TASK PROMPT
Would you extract the whole listing below and retype it exactly?

DATASET RECORDS
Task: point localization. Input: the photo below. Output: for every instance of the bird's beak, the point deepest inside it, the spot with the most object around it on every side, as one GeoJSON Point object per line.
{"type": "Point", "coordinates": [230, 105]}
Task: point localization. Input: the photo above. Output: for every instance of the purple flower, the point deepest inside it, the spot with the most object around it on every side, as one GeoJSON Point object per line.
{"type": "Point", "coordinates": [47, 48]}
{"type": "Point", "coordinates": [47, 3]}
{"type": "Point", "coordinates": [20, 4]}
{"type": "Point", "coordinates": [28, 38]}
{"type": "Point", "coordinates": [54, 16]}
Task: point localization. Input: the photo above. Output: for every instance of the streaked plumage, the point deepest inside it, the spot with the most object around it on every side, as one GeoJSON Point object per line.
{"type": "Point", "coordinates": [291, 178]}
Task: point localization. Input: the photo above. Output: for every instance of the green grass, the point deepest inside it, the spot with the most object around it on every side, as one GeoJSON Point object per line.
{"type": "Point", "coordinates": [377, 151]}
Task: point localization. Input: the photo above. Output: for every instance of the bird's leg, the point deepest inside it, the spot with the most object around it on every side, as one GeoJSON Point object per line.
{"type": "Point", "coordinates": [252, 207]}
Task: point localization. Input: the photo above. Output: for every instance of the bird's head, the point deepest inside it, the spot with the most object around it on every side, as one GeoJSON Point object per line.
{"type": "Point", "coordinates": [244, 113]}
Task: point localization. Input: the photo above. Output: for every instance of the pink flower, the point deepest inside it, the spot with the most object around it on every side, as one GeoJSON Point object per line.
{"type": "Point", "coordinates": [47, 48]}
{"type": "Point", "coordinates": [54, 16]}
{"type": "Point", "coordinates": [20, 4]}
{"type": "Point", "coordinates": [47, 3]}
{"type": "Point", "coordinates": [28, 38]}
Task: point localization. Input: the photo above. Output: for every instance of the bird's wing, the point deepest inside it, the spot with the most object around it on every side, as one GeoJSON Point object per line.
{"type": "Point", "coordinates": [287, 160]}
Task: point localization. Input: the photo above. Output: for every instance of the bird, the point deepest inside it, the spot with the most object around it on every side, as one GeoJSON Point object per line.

TASK SOLUTION
Task: point localization. Input: the photo below. Output: for every instance of the bird's beak, the point deepest inside it, the spot with the most object around it on every side, as one GeoJSON Point object per line.
{"type": "Point", "coordinates": [230, 105]}
Task: point localization. Input: the photo above. Output: for every instance of the purple flower, the point deepest inside it, the spot with the most object around it on every side, as one GeoJSON Point object per line.
{"type": "Point", "coordinates": [47, 48]}
{"type": "Point", "coordinates": [47, 3]}
{"type": "Point", "coordinates": [20, 4]}
{"type": "Point", "coordinates": [28, 38]}
{"type": "Point", "coordinates": [54, 16]}
Task: point localization. Input: the photo above. Output: for every instance of the streaked plumage, the point deepest inside it, the spot with the most object around it on every side, as one GeoJSON Point object per line.
{"type": "Point", "coordinates": [291, 178]}
Task: point localization. Input: the photo above. Output: for every instance of the green grass, the point deepest inside it, the spot with the most object around it on every side, as one GeoJSON Point object per line.
{"type": "Point", "coordinates": [377, 151]}
Task: point localization. Input: the photo above. Output: for every instance of the bird's leg, the point deepest inside it, the spot with the most object around it on every side, as one GeoJSON Point object per line.
{"type": "Point", "coordinates": [252, 207]}
Task: point localization. Input: the photo above. Output: for every instance of the bird's head, the point deepest inside it, the spot with the most object around it on every side, as one GeoJSON Point object per line.
{"type": "Point", "coordinates": [244, 113]}
Task: point localization. Input: the photo above. Output: for every instance of the pink flower, the point deepest inside it, the spot with the most object around it on every side, as one GeoJSON Point object per line.
{"type": "Point", "coordinates": [47, 48]}
{"type": "Point", "coordinates": [54, 16]}
{"type": "Point", "coordinates": [20, 4]}
{"type": "Point", "coordinates": [47, 3]}
{"type": "Point", "coordinates": [28, 38]}
Task: point localization. Input: the photo above. Output: for every instance of the bird's wing, the point deepest inside it, the spot with the most object around it on every side, as one GeoJSON Point object per line.
{"type": "Point", "coordinates": [287, 160]}
Task: point localization. Input: the photo above. Output: for every instance of the bird, the point deepest inside it, the spot with the most object around it on every side, as one GeoJSON Point object per line.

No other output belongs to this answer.